• **Provided text**:

★ ★ ★ ★

Q67785: Bit Operations on Char May Produce Unexpected Results
Article: Q67785
Product(s): See article
Version(s): 6.00 6.00a | 6.00 6.00a
Operating System(s): MS-DOS | OS/2
Keyword(s): ENDUSER | buglist6.00 | mspl13_c
Last Modified: 6-FEB-1991
Bit manipulations on type char may produce different results depending
on the compiler switches. The /J and /qc switches have different
effects on the code below when using the Microsoft C versions 6.00 and
6.00a compiler.
Sample Code
-----------
#include <stdio.h>
char unsigned ary[4] = {0xF6, 0xF7, 0xF8, 0xF9};
void main(void)

★ ★ ★ ★

• **Data for this exercise**:
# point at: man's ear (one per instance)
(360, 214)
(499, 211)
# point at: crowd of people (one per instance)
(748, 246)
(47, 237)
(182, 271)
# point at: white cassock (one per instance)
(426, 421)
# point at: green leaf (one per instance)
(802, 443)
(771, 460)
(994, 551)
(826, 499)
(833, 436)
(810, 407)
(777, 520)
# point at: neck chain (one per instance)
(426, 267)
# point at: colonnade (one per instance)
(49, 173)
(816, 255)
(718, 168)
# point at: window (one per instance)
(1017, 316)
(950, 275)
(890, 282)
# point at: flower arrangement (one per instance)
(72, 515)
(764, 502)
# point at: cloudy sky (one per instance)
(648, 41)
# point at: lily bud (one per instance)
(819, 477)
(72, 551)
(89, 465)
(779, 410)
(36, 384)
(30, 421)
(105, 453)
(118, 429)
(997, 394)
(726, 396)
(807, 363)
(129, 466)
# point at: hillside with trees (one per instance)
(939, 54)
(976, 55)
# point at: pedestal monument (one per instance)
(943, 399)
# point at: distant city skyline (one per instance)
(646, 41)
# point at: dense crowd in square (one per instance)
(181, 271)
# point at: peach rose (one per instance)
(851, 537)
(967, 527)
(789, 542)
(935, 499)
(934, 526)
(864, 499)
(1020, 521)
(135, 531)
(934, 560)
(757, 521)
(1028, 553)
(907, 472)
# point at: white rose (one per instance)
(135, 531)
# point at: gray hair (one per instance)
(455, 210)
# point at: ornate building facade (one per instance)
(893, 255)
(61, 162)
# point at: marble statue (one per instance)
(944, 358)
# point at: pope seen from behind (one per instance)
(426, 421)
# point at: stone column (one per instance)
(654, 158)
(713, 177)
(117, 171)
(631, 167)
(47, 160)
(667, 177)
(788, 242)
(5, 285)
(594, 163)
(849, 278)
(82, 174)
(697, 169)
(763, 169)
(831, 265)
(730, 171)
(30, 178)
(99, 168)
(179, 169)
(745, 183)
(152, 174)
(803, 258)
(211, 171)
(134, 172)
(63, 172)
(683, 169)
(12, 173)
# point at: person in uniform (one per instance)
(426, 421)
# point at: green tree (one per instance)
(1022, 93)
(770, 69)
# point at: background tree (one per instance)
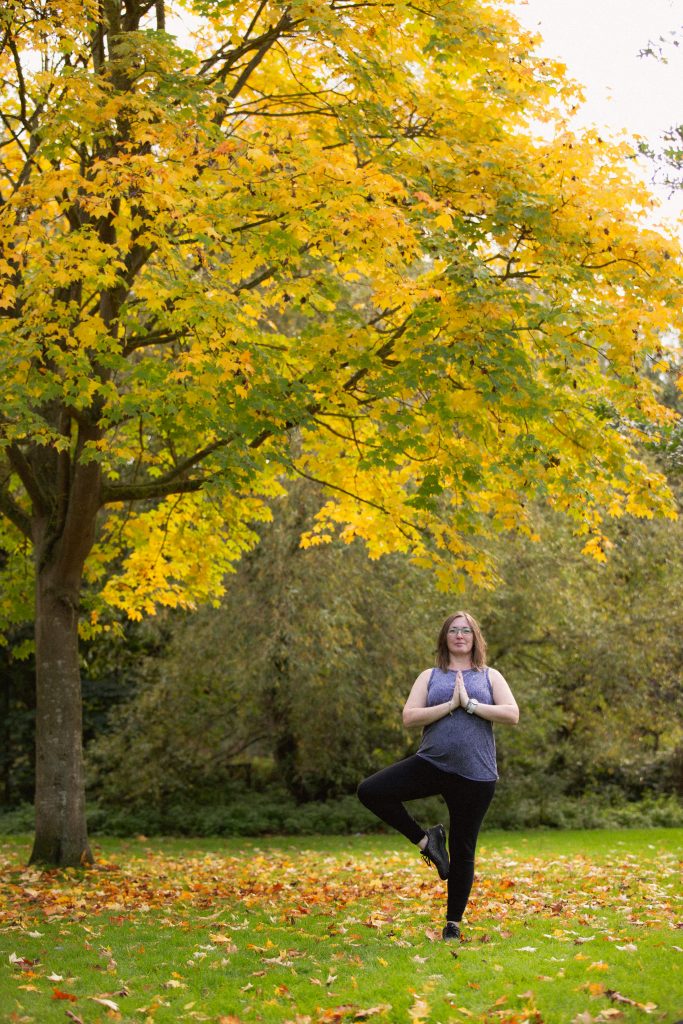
(473, 305)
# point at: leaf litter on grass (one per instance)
(569, 893)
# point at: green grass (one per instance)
(562, 927)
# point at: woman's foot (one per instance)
(434, 851)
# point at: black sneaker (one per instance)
(435, 852)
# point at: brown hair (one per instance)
(478, 653)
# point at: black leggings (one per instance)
(467, 802)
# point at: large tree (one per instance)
(324, 241)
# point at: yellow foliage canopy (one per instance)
(358, 243)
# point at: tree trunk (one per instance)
(60, 827)
(61, 544)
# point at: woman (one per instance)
(456, 704)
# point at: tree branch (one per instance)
(14, 512)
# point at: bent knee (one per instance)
(366, 792)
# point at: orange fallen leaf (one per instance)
(58, 994)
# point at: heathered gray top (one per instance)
(460, 742)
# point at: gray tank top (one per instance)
(460, 742)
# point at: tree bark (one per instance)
(61, 544)
(60, 826)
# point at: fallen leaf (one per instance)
(58, 994)
(103, 1001)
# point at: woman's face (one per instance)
(460, 636)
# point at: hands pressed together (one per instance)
(460, 697)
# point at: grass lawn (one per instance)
(562, 927)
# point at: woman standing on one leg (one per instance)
(455, 704)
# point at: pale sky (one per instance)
(599, 41)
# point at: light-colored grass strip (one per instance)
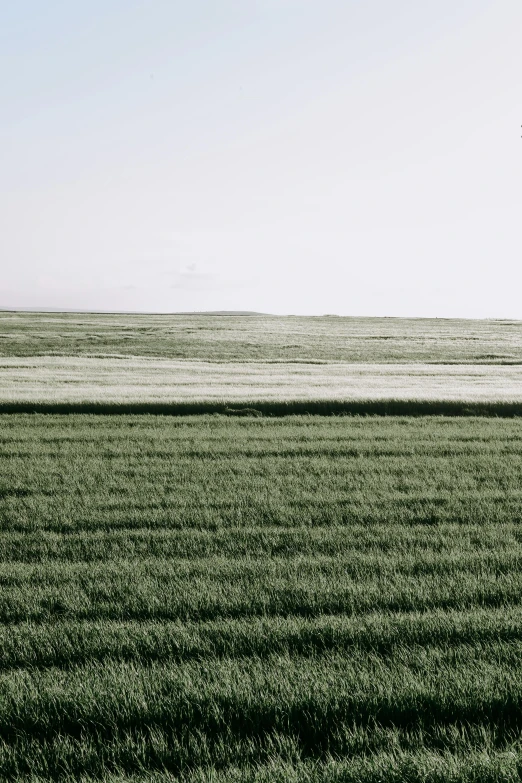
(54, 379)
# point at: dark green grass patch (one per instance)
(214, 598)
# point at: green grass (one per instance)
(262, 338)
(211, 598)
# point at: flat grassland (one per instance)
(298, 599)
(62, 362)
(268, 599)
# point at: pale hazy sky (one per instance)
(359, 157)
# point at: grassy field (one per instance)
(298, 599)
(262, 338)
(278, 365)
(76, 381)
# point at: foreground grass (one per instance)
(211, 599)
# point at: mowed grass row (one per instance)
(116, 384)
(259, 599)
(77, 474)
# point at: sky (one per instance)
(282, 156)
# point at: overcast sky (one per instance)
(359, 157)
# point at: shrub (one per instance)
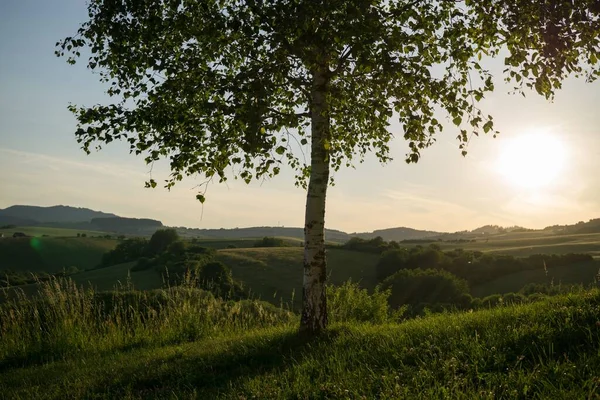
(493, 300)
(126, 251)
(514, 298)
(270, 242)
(143, 264)
(350, 303)
(65, 320)
(161, 240)
(425, 286)
(390, 262)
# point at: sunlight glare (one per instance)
(533, 160)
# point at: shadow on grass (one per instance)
(209, 374)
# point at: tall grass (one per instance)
(65, 319)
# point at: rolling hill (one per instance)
(51, 214)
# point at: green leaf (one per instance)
(488, 126)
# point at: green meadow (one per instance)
(185, 344)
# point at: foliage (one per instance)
(215, 272)
(161, 240)
(142, 264)
(218, 86)
(255, 64)
(375, 245)
(494, 353)
(349, 303)
(270, 242)
(427, 286)
(474, 266)
(65, 320)
(125, 251)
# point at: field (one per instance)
(546, 349)
(584, 274)
(39, 231)
(52, 254)
(521, 244)
(275, 274)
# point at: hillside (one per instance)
(548, 349)
(275, 274)
(397, 234)
(52, 214)
(52, 254)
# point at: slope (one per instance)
(549, 349)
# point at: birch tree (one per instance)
(234, 88)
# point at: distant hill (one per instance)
(398, 234)
(126, 225)
(259, 231)
(76, 218)
(591, 226)
(35, 214)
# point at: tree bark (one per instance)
(314, 304)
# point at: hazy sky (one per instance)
(542, 170)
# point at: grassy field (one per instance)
(52, 254)
(275, 273)
(565, 275)
(548, 350)
(39, 231)
(523, 244)
(241, 243)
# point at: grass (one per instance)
(579, 274)
(52, 254)
(275, 274)
(522, 244)
(548, 349)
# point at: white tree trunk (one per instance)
(314, 304)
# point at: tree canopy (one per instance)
(238, 88)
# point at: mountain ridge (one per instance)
(85, 218)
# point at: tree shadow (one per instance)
(213, 373)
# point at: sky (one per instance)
(540, 171)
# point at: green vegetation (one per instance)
(275, 274)
(427, 287)
(184, 343)
(52, 254)
(41, 231)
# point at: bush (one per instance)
(493, 300)
(350, 303)
(126, 251)
(143, 264)
(65, 320)
(161, 240)
(270, 242)
(514, 298)
(425, 286)
(390, 262)
(215, 272)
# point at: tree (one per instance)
(161, 240)
(237, 88)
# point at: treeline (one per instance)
(378, 245)
(427, 278)
(11, 277)
(177, 261)
(473, 266)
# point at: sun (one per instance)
(533, 160)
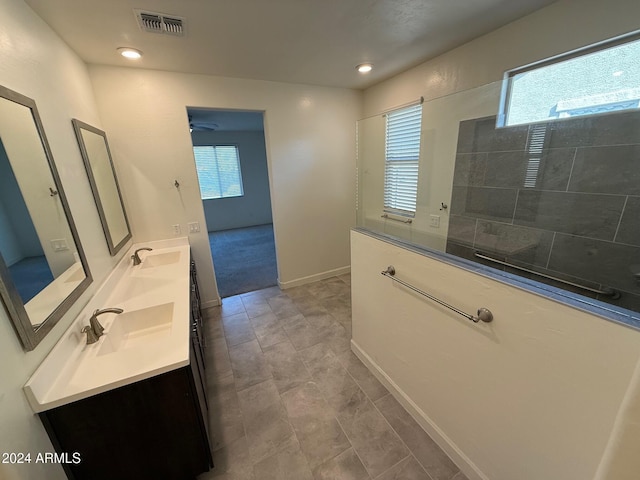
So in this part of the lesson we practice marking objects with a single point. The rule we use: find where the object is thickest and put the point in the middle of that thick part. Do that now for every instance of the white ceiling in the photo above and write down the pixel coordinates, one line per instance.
(317, 42)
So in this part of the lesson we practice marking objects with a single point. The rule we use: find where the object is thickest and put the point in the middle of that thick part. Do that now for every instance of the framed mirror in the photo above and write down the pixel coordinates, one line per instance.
(104, 184)
(43, 269)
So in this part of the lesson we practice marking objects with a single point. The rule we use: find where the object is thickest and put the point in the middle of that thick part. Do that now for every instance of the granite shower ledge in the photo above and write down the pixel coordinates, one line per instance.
(157, 289)
(607, 312)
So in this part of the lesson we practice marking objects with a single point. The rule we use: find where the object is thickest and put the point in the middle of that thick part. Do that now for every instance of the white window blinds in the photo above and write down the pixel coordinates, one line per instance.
(402, 154)
(218, 170)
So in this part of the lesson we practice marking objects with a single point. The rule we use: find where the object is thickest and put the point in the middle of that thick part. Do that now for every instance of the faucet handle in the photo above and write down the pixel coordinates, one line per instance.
(91, 335)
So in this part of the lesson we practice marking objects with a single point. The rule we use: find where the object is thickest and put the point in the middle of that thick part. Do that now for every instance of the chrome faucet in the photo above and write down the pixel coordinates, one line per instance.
(94, 330)
(136, 257)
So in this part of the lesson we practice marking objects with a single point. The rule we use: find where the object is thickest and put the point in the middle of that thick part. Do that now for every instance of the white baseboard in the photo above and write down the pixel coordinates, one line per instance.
(314, 278)
(455, 454)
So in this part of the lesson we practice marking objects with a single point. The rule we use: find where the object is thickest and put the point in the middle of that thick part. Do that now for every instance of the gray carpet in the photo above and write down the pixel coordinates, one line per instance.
(244, 259)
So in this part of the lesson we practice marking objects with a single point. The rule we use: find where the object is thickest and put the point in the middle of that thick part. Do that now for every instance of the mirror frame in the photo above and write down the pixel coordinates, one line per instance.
(77, 126)
(29, 335)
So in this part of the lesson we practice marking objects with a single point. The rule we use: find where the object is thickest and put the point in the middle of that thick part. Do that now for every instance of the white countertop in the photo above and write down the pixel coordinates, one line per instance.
(155, 291)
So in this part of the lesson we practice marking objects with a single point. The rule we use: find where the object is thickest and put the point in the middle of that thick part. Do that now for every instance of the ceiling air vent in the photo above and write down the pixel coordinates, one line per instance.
(160, 23)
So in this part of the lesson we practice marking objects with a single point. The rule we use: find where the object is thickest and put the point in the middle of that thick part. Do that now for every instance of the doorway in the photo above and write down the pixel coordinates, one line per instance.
(231, 161)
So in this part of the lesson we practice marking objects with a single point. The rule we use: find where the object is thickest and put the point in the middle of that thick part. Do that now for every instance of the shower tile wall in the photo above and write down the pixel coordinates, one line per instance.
(562, 198)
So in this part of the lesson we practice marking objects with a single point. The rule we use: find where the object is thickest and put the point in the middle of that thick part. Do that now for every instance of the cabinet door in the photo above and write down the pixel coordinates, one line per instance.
(153, 429)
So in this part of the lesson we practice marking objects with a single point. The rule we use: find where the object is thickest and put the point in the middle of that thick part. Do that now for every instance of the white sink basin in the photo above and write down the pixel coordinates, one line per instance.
(160, 259)
(137, 327)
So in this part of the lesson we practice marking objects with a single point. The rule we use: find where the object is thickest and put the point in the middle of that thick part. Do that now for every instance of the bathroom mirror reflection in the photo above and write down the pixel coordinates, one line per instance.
(43, 269)
(104, 184)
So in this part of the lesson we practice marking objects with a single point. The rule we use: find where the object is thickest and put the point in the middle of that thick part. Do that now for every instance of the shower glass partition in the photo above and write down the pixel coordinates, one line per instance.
(551, 205)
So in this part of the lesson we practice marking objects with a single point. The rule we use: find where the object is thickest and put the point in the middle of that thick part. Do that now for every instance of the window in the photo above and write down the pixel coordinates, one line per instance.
(599, 79)
(402, 154)
(218, 168)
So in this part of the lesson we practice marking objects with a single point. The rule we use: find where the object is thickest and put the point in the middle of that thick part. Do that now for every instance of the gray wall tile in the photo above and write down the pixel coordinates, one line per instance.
(594, 215)
(555, 168)
(614, 169)
(492, 139)
(615, 129)
(605, 262)
(469, 169)
(484, 202)
(506, 169)
(574, 132)
(462, 230)
(629, 230)
(523, 244)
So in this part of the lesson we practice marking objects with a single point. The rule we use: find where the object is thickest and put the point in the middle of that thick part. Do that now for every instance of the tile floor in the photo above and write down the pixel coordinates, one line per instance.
(288, 399)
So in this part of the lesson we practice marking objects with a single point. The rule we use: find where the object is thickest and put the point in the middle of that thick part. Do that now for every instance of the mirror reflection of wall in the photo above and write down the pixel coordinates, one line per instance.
(42, 266)
(19, 241)
(104, 184)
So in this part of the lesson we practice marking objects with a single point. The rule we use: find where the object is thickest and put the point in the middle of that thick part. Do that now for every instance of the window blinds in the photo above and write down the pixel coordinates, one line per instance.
(218, 170)
(402, 153)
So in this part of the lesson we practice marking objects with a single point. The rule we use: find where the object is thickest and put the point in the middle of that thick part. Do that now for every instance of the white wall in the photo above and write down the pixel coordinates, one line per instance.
(310, 150)
(541, 389)
(36, 63)
(254, 206)
(563, 26)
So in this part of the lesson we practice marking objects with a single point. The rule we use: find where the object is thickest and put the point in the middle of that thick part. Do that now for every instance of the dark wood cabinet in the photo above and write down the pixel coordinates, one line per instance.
(152, 429)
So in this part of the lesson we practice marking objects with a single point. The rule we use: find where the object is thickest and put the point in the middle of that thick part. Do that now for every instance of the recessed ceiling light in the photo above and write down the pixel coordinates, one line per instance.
(130, 53)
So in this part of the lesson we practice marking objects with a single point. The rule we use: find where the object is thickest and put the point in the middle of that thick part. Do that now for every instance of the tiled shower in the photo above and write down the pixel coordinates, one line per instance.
(561, 198)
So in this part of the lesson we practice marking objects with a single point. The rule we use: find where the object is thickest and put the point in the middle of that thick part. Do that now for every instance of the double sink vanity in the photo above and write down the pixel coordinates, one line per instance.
(122, 394)
(133, 403)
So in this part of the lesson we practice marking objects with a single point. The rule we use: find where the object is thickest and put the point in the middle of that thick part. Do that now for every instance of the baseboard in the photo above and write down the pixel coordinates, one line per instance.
(314, 278)
(460, 459)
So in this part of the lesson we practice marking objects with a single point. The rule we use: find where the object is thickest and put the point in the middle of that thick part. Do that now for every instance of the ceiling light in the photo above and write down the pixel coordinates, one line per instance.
(130, 53)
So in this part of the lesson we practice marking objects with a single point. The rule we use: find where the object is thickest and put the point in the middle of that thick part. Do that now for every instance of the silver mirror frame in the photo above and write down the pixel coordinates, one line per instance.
(77, 127)
(30, 336)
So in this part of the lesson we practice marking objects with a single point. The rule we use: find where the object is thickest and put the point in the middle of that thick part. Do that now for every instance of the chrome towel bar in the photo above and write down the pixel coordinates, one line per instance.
(484, 314)
(408, 220)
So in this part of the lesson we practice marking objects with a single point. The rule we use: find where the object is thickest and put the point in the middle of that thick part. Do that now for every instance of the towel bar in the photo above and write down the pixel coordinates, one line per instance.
(484, 314)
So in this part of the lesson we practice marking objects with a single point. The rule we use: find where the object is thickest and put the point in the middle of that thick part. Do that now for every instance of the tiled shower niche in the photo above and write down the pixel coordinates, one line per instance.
(561, 198)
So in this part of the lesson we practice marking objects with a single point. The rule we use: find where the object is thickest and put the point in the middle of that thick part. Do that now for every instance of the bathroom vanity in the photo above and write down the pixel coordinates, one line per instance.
(132, 405)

★ ★ ★ ★

• **What to do**:
1. Extract every line of the records that contains the string "faucet", matching its case exactly.
2. Proceed with the article on bit operations on char, picking up right after its last line.
The article on bit operations on char and the records are unrelated material.

• **Answer set**:
1.
So in this part of the lesson we practice marking objects with a single point. The rule we use: find where the object is thickest and put the point in the middle of that thick part. Do that now for every instance of the faucet handle in the photo above and write down the pixel coordinates, one line per instance.
So in this part of the lesson we practice marking objects with a single point. The rule we use: find where the object is thickest and put the point in the middle of that thick part. Do that now for every instance of the chrome faucet in the photo above and write down the pixel coordinates, one line per instance.

2.
{
unsigned long result1, result2;
char *p;
p = ary;
result1 = *p | ( *(p+2) << 8);
result1 += ( *(p+1) | ( *(p+3) << 8)) * 0x10000;
result2 = (unsigned long)(( *(p+2) << 8) | *p) |
(unsigned long)(( *(p+3) << 8) | *(p+1)) << 16;
printf("result1 = %lX\n", result1);
printf("result2 = %lX\n", result2);
}
When compiled with
cl /qc /J foo.c
the results are:
result1 = F9F7F8F6
result2 = F9F7F8F6
When compiled with
cl /J foo.c
the results are:
result1 = F9F6F8F6
result2 = FFFFF8F6
When compiled with
cl /qc foo.c
or
cl foo.c
the results are:
result1 = FFF6FFF6
result2 = FFFFFFF6
The differences occur because of a problem in the Quick Compiler. When
an integral promotion is required, the Quick Compiler incorrectly
converts an unsigned char to an unsigned int. According to ANSI, if
all the values of a char can be represented in an int, it is converted
to an int; otherwise, it is converted to an unsigned int (see section
3.2.1.1). This is also documented in the "Advanced Programming
Techniques" manual on page 422.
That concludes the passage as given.